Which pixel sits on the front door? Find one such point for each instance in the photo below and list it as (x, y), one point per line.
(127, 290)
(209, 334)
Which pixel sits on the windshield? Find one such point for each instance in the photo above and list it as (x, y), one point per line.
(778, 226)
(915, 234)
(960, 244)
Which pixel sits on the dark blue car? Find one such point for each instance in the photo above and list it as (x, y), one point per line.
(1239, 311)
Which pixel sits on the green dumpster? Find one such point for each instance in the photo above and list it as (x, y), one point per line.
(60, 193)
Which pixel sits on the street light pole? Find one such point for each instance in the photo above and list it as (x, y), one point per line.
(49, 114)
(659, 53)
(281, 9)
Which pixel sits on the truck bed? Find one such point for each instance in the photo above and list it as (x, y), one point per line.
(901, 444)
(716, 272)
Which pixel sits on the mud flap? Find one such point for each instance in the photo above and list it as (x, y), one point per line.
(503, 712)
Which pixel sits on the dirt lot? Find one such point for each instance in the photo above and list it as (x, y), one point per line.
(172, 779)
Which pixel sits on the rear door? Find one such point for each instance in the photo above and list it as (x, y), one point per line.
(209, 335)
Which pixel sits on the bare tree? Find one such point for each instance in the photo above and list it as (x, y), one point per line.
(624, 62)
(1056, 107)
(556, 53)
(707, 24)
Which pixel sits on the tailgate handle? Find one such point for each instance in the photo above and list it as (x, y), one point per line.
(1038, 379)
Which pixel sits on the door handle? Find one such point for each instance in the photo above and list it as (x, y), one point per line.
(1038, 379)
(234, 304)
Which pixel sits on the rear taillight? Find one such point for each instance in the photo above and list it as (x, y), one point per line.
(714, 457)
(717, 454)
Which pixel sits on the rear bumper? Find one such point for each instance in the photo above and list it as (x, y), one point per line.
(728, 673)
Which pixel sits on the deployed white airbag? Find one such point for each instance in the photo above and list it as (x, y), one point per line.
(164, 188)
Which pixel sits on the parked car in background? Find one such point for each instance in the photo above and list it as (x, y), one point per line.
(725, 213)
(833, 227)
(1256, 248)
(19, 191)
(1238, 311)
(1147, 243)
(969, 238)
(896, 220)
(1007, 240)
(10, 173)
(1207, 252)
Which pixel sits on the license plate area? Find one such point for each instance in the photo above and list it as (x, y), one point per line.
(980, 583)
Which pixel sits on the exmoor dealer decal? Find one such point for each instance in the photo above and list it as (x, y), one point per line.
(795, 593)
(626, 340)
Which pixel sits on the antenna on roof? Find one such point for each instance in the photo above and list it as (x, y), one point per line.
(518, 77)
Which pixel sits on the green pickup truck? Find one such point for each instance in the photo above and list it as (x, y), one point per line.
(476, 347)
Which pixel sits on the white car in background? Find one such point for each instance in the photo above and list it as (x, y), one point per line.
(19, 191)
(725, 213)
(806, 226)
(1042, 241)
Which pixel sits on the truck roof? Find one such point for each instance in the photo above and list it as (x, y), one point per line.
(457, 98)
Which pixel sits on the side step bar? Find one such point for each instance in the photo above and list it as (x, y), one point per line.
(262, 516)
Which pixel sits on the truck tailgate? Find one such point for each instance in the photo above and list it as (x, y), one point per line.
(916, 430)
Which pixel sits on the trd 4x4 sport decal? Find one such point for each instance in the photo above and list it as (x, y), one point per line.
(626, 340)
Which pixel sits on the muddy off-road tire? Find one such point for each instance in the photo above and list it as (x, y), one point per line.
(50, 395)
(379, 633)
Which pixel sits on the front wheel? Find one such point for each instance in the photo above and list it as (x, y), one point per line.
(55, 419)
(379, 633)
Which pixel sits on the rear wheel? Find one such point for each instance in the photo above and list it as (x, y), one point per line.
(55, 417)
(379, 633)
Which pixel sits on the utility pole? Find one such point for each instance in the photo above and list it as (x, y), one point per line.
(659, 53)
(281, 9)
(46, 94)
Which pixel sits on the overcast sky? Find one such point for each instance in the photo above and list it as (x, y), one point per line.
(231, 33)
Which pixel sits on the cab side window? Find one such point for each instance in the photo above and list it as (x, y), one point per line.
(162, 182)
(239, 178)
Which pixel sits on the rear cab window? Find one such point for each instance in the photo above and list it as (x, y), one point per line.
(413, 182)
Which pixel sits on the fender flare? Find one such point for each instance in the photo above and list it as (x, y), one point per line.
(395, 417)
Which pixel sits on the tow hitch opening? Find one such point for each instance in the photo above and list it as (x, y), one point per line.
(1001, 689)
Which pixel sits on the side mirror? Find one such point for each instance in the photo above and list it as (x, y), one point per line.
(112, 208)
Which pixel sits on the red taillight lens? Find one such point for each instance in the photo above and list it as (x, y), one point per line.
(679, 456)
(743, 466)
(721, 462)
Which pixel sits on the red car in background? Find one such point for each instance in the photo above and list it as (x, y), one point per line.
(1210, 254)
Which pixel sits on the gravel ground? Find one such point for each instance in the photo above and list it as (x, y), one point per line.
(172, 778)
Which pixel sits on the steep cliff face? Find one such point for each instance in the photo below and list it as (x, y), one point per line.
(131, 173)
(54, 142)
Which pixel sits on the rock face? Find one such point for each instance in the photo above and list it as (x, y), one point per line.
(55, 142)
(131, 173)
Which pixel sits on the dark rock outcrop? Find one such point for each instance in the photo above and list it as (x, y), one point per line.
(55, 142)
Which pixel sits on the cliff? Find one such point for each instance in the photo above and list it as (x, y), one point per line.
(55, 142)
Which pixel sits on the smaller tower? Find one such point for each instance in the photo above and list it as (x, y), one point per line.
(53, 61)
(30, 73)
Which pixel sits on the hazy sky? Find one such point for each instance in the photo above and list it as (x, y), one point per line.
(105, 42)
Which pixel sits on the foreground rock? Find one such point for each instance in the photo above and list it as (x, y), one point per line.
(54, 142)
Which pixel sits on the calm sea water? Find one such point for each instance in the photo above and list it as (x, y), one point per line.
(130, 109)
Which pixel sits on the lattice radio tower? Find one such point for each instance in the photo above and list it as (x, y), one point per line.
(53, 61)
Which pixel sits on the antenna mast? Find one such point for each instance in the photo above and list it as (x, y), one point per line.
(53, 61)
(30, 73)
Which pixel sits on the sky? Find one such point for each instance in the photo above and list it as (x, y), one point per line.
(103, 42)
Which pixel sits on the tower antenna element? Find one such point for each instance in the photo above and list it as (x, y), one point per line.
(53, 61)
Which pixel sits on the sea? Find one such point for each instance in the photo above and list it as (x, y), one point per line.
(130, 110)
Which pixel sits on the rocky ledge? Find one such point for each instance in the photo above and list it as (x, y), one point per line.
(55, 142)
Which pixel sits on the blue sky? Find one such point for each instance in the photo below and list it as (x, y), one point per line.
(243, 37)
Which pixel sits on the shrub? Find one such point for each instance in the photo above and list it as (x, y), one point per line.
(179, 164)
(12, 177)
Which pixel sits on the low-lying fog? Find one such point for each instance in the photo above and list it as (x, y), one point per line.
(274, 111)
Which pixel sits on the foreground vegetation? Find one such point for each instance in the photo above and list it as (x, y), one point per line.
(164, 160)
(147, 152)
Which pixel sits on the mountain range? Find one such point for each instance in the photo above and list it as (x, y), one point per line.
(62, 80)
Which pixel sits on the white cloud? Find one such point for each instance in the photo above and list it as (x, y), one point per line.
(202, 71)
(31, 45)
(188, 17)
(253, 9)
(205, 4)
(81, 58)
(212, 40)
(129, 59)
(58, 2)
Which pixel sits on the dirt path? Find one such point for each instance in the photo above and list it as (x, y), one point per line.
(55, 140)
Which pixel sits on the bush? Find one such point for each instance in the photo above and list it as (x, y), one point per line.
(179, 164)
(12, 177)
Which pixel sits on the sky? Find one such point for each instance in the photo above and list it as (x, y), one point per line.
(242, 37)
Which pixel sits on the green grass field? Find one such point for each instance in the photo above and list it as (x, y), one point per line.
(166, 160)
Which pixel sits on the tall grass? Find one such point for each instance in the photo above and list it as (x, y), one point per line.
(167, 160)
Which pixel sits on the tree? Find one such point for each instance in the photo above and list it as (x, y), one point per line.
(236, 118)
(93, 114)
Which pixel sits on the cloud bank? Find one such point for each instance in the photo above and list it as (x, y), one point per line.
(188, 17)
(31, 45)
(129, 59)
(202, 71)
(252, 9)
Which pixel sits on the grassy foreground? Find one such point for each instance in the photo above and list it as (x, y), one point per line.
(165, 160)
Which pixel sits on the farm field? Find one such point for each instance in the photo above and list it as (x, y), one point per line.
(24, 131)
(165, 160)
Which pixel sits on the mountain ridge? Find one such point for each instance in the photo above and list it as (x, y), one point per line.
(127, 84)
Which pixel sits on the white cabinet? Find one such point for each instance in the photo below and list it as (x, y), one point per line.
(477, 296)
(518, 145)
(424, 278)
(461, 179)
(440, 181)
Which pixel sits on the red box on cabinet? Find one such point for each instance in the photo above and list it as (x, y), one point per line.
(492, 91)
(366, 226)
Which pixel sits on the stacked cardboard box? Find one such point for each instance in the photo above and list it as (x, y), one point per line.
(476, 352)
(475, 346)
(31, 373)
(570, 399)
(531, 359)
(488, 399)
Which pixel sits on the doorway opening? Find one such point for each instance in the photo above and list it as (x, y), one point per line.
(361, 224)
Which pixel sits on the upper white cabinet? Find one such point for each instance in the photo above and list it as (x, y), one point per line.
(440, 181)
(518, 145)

# # # # # # #

Work required.
Can you reproduce everything from the line containing "Which pixel sits on the farm" down to the last line of the records above, unchanged?

Response to this exercise.
Which pixel sits on the farm field? Find one such point for each instance in the photo above and list it as (x, y), one point per line.
(24, 131)
(165, 160)
Which pixel sits on the mountain ridge? Find one such point for each instance in the photo above and list it as (x, y), one point per line.
(127, 84)
Which pixel sits on the white cabinet? Find one such point for each instance in the photo below and list it as (x, y), one point per line.
(477, 296)
(518, 145)
(424, 278)
(461, 179)
(440, 181)
Which pixel sits on the red box on cabinet? Find one such point for each instance in the photo above and list it as (x, y), one point per line.
(492, 91)
(366, 226)
Which pixel sits on the stacked cardboard box? Find one such point for each instance in the photo above and list it as (x, y), one point per line.
(476, 352)
(475, 346)
(31, 373)
(570, 399)
(531, 359)
(488, 399)
Which pixel sits on the doorway opening? Find one such point for each instance in the photo above and list it as (x, y), one point per line.
(361, 224)
Which pixel sits on the upper white cabinet? Find one such point for each instance in the photo above and list it as (x, y), one point per line.
(440, 181)
(518, 145)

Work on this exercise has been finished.